Author Topic: wxString support in wxWidgets 3.0 problem?  (Read 28411 times)

Offline ollydbg

  • Developer
  • Lives here!
  • *****
  • Posts: 5737
  • OpenCV and Robotics
    • Chinese OpenCV forum moderator
wxString support in wxWidgets 3.0 problem?
« on: March 27, 2011, 10:44:16 am »
I have read this:
wxWidgets: wxString Class Reference
Then, I found that in wxWidgets 3.0, the wxString class will internally use different "code unit", which is utf8 under Linux like system, and utf16 under windows.

Both of them were variable length code point Unicode representation, so index reference like:
Code
wxString s;
s[20]= something;
will have very low performance compared with sequence iterator.

I'm not sure what does the currently implementation, but does this will cause potential issue in the feature?

EDIT 2013-10-18:
Quote
I found that in wxWidgets 3.0, the wxString class will internally use different "code unit", which is utf8 under Linux like system, and utf16 under windows.
This is not correct, now all use fixed width unit (wchar_t), see this post http://forums.codeblocks.org/index.php/topic,14421.msg126174.html#msg126174 for explanation.


« Last Edit: October 18, 2013, 03:14:28 am by ollydbg »
If some piece of memory should be reused, turn them to variables (or const variables).
If some piece of operations should be reused, turn them to functions.
If they happened together, then turn them to classes.

Offline Ceniza

  • Developer
  • Lives here!
  • *****
  • Posts: 1441
    • CenizaSOFT
Re: wxString support in wxWidgets 3.0 problem?
« Reply #1 on: March 27, 2011, 11:23:34 am »
All I can find is that they use a bigger type (4 bytes) in order to be able to store all code points, but they also say the implementation will be around basic_string.

=== Exercise set ===
1. Copy the passage of the wxString forum thread from "This is not" up to and including "(or const variables).".
2. Extend the forum thread about wxString in wxWidgets 3.0, picking up right after its last sentence.

=== Data shown ===
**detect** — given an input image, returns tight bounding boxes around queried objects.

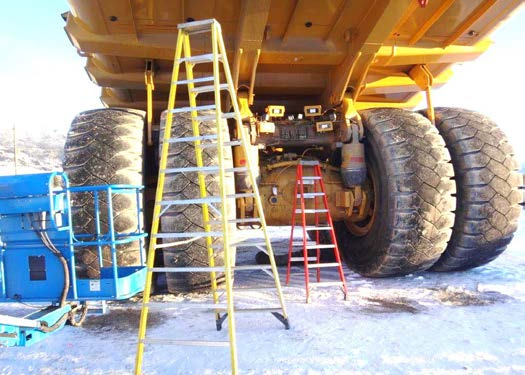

=== Answers to the exercise ===
1.
This is not correct, now all use fixed width unit (wchar_t), see this post http://forums.codeblocks.org/index.php/topic,14421.msg126174.html#msg126174 for explanation.


« Last Edit: October 18, 2013, 03:14:28 am by ollydbg »
If some piece of memory should be reused, turn them to variables (or const variables).

2.
Calling operator [] will call method at() which will call begin() and PosToImpl() and return it through a call to DecodeChar which will return a small object wxUniCharRef which will handle the assignment by creating a wxUniChar which will be assigned to an iterator, or something along those lines.

Most, if not all, of those methods were one-liners in the header file, so there is a good chance the produced code will be decently optimized. It would be nice to actually see what the compiler can do with it before we worry too much. It also seems like the current implementation is about the same anyway.

Offline ollydbg

  • Developer
  • Lives here!
  • *****
  • Posts: 5737
  • OpenCV and Robotics
    • Chinese OpenCV forum moderator
Re: wxString support in wxWidgets 3.0 problem?
« Reply #2 on: March 27, 2011, 11:31:52 am »
All I can find is that they use a bigger type (4 bytes) in order to be able to store all code points, but they also say the implementation will be around basic_string.

Calling operator [] will call method at() which will call begin() and PosToImpl() and return it through a call to DecodeChar which will return a small object wxUniCharRef which will handle the assignment by creating a wxUniChar which will be assigned to an iterator, or something along those lines.

Most, if not all, of those methods were one-liners in the header file, so there is a good chance the produced code will be decently optimized. It would be nice to actually see what the compiler can do with it before we worry too much. It also seems like the current implementation is about the same anyway.
current implementation use the same method (4 bytes for a code point)??

PS:I received a email notifier that you have replied minutes ago on Code completion doesnt follow #include in struct, but I do not see this post on that thread, strange, did you delete this?
If some piece of memory should be reused, turn them to variables (or const variables).
If some piece of operations should be reused, turn them to functions.
If they happened together, then turn them to classes.

Offline Ceniza

  • Developer
  • Lives here!
  • *****
  • Posts: 1441
    • CenizaSOFT
Re: wxString support in wxWidgets 3.0 problem?
« Reply #3 on: March 27, 2011, 11:46:52 am »
Quote from: ollydbg
current implementation use the same method (4 bytes for a code point)??

It looks like the current implementation uses either wchar_t or char depending on how you configure wxWidgets. It is kind of difficult to be completely sure of all the differences by jumping everywhere in the svn repository.

Quote from: ollydbg
PS:I received a email notifier that you have replied minutes ago on Code completion doesnt follow #include in struct, but I do not see this post on that thread, strange, did you delete this?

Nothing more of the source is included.